=== WHAT IS NEEDED ===
Give every entry again, word for word and in full.

=== DATA TO USE ===
= Beginning of Section =

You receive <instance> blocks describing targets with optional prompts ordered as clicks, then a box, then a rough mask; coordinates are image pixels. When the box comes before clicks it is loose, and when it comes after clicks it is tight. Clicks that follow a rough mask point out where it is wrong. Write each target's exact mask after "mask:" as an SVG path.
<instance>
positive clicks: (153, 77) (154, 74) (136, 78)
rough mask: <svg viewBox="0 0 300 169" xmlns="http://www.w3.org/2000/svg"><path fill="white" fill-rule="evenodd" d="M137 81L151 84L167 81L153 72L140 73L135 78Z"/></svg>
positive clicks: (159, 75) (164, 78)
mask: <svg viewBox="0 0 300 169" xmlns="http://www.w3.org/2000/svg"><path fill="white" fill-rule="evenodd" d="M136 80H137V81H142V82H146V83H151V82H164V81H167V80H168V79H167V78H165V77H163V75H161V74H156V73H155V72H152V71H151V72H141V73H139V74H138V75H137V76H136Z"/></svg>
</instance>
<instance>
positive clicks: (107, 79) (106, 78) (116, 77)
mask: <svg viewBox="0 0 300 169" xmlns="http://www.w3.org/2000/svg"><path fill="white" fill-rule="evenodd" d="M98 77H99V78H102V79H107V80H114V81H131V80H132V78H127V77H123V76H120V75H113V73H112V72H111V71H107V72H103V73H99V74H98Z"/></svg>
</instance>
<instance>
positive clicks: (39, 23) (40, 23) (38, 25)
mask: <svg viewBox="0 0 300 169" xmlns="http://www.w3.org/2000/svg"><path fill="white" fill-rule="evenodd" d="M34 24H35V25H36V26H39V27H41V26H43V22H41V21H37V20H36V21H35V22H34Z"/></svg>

= End of Section =

=== OUTPUT OF THE EXERCISE ===
You receive <instance> blocks describing targets with optional prompts ordered as clicks, then a box, then a rough mask; coordinates are image pixels. When the box comes before clicks it is loose, and when it comes after clicks it is tight. Clicks that follow a rough mask point out where it is wrong. Write each target's exact mask after "mask:" as an SVG path.
<instance>
positive clicks: (153, 77) (154, 74) (136, 78)
rough mask: <svg viewBox="0 0 300 169" xmlns="http://www.w3.org/2000/svg"><path fill="white" fill-rule="evenodd" d="M137 81L151 84L167 81L153 72L140 73L135 78Z"/></svg>
positive clicks: (159, 75) (164, 78)
mask: <svg viewBox="0 0 300 169" xmlns="http://www.w3.org/2000/svg"><path fill="white" fill-rule="evenodd" d="M136 80H137V81H142V82H146V83H151V82H164V81H167V80H168V79H167V78H165V77H163V75H161V74H156V73H155V72H152V71H151V72H141V73H139V74H138V75H137V76H136Z"/></svg>
</instance>
<instance>
positive clicks: (107, 79) (106, 78) (116, 77)
mask: <svg viewBox="0 0 300 169" xmlns="http://www.w3.org/2000/svg"><path fill="white" fill-rule="evenodd" d="M98 77H99V78H102V79H107V80H114V81H131V80H132V78H127V77H123V76H120V75H113V73H112V72H111V71H107V72H103V73H99V74H98Z"/></svg>
</instance>
<instance>
positive clicks: (39, 23) (40, 23) (38, 25)
mask: <svg viewBox="0 0 300 169" xmlns="http://www.w3.org/2000/svg"><path fill="white" fill-rule="evenodd" d="M34 24H35V25H36V26H39V27H41V26H43V22H41V21H37V20H36V21H35V22H34Z"/></svg>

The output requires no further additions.